Reproduce the material below with every "innermost" swapped for "most central" and nothing else altered. Omit the pictures from your answer.

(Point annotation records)
::::

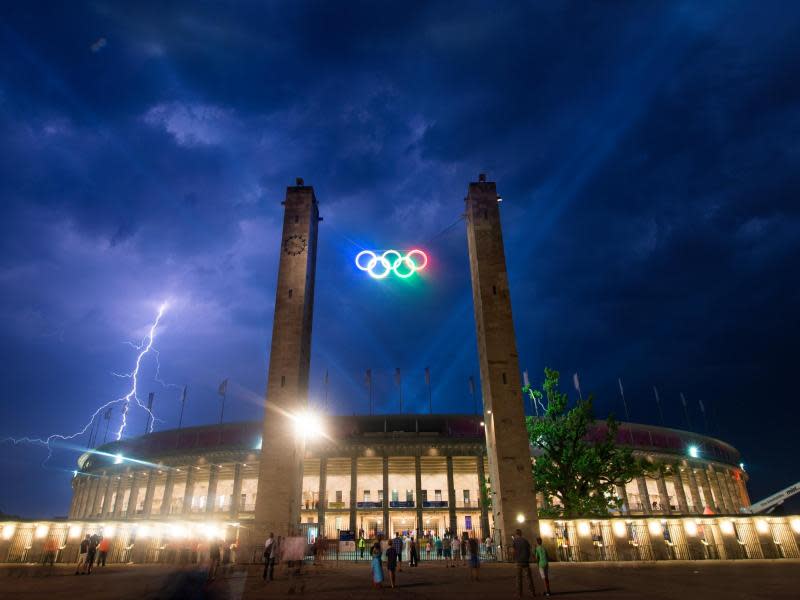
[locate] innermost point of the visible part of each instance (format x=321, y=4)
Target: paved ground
x=595, y=581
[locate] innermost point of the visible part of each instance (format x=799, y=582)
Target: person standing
x=474, y=559
x=522, y=557
x=102, y=551
x=83, y=555
x=376, y=566
x=391, y=563
x=544, y=565
x=213, y=558
x=447, y=548
x=397, y=544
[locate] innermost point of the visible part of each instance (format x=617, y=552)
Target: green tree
x=579, y=470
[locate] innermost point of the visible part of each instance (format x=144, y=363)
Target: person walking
x=94, y=541
x=269, y=545
x=83, y=555
x=474, y=559
x=213, y=558
x=544, y=565
x=391, y=563
x=102, y=551
x=522, y=558
x=397, y=544
x=376, y=566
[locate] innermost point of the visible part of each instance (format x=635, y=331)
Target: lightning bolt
x=144, y=348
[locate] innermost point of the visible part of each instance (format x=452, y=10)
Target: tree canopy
x=580, y=471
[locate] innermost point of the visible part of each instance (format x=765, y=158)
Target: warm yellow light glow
x=690, y=527
x=796, y=525
x=307, y=424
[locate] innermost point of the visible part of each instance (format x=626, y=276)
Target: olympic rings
x=391, y=261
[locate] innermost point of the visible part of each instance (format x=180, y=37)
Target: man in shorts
x=544, y=565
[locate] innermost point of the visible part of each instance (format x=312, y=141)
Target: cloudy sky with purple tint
x=647, y=154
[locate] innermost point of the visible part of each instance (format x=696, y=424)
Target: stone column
x=323, y=481
x=108, y=510
x=187, y=495
x=694, y=489
x=237, y=490
x=451, y=495
x=386, y=532
x=663, y=494
x=211, y=497
x=119, y=498
x=622, y=494
x=150, y=493
x=133, y=499
x=102, y=484
x=484, y=500
x=644, y=495
x=418, y=493
x=353, y=490
x=680, y=493
x=169, y=486
x=705, y=483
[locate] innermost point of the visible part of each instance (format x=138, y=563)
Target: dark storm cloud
x=646, y=154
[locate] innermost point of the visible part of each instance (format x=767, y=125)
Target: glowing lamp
x=619, y=528
x=690, y=527
x=795, y=525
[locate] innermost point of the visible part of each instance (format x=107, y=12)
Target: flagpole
x=658, y=403
x=183, y=403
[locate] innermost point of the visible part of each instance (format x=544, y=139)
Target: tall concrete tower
x=513, y=494
x=281, y=472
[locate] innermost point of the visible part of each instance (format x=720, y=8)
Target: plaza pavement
x=707, y=580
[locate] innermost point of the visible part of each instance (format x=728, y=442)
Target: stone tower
x=513, y=494
x=281, y=472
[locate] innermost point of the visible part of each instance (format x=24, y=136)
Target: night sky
x=647, y=155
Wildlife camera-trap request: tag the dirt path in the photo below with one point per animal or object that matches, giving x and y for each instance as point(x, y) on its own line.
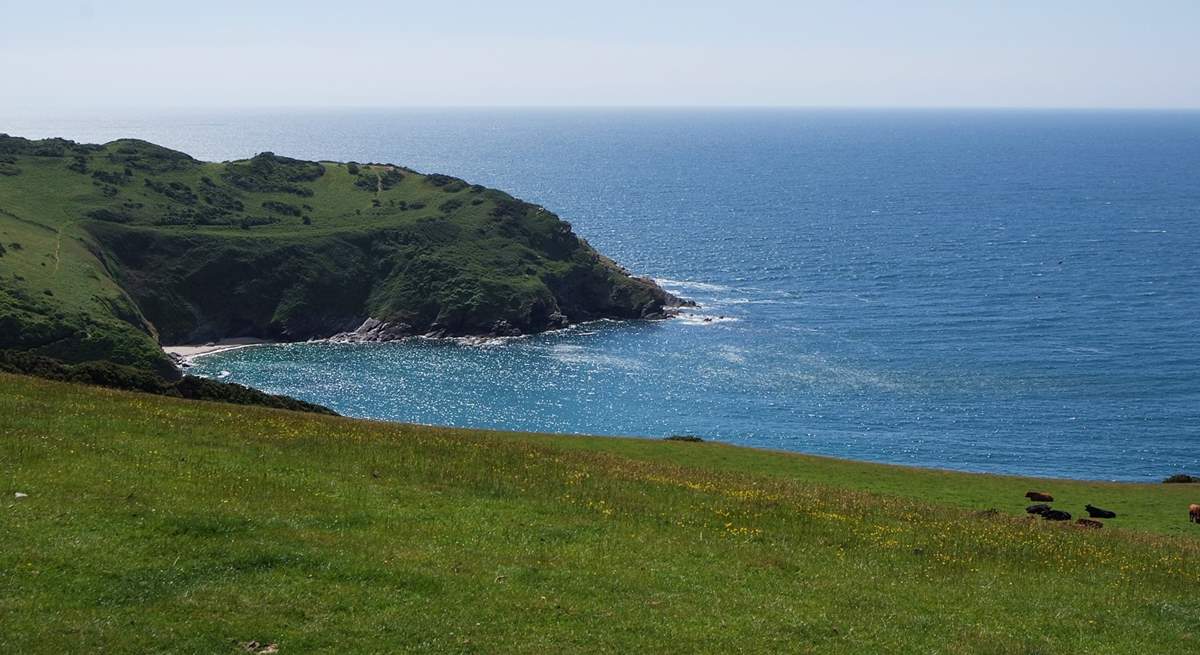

::::

Output of the exercise:
[locate] most central point of the visible part of each instance (format x=321, y=4)
Target: paved ground
x=595, y=581
[locate] most central point of the visible part of each instance (format x=799, y=582)
Target: person standing
x=474, y=559
x=522, y=557
x=102, y=551
x=83, y=555
x=376, y=566
x=391, y=563
x=544, y=565
x=213, y=558
x=447, y=548
x=397, y=544
[locate] most central point of the visible part of each instance (format x=617, y=552)
Target: green tree
x=579, y=470
[locate] most central point of the visible part of each instance (format x=144, y=363)
Target: person walking
x=94, y=541
x=269, y=545
x=83, y=555
x=474, y=559
x=213, y=558
x=544, y=565
x=391, y=563
x=102, y=551
x=522, y=558
x=397, y=544
x=376, y=566
[locate] most central point of the visible part of each instance (format x=635, y=331)
Target: lightning bolt
x=144, y=348
[locate] most central point of the visible part of each instance (format x=452, y=10)
Target: tree canopy
x=580, y=471
[locate] most central point of the visible part of each instance (format x=765, y=158)
Target: warm yellow light glow
x=690, y=527
x=796, y=525
x=307, y=424
[locate] most central point of the visible part of each instance (format x=626, y=276)
Target: olympic rings
x=391, y=261
[locate] most central point of the visible part of each instance (format x=180, y=37)
Target: man in shorts
x=544, y=565
[locate] most central point of the visible part of each instance (format x=312, y=141)
Target: cloudy sky with purple tint
x=647, y=154
[locate] most central point of the visible part of each instance (format x=696, y=424)
Target: stone column
x=323, y=481
x=108, y=510
x=187, y=495
x=694, y=489
x=237, y=490
x=451, y=495
x=386, y=532
x=663, y=494
x=211, y=497
x=119, y=498
x=622, y=494
x=150, y=493
x=133, y=499
x=102, y=484
x=484, y=500
x=644, y=495
x=418, y=493
x=353, y=490
x=680, y=493
x=169, y=486
x=705, y=483
[locate] most central point of the visible part of each instance (format x=138, y=563)
Target: dark storm cloud
x=646, y=154
[locate] most central point of the visible part of each instance (format x=767, y=125)
Target: glowing lamp
x=619, y=528
x=690, y=527
x=795, y=525
[locate] most central point of the visible part of each instance (format x=107, y=12)
Target: flagpole
x=658, y=403
x=183, y=403
[locate] most central point of the visible part of each instance (format x=544, y=139)
Target: tall concrete tower
x=513, y=494
x=281, y=472
[locate] most central point of the visible part of each instance (format x=720, y=8)
Target: plaza pavement
x=707, y=580
[locate] most central point of the visible part of each instance (format x=728, y=442)
Target: stone tower
x=513, y=494
x=281, y=472
[locate] most central point of the visible part of each instance (format x=24, y=136)
Target: night sky
x=647, y=155
Wildlife camera-trap request: tag the dirt path in the photo below with one point per animal or object that matches, giving x and y for each instance as point(x, y) on its own line.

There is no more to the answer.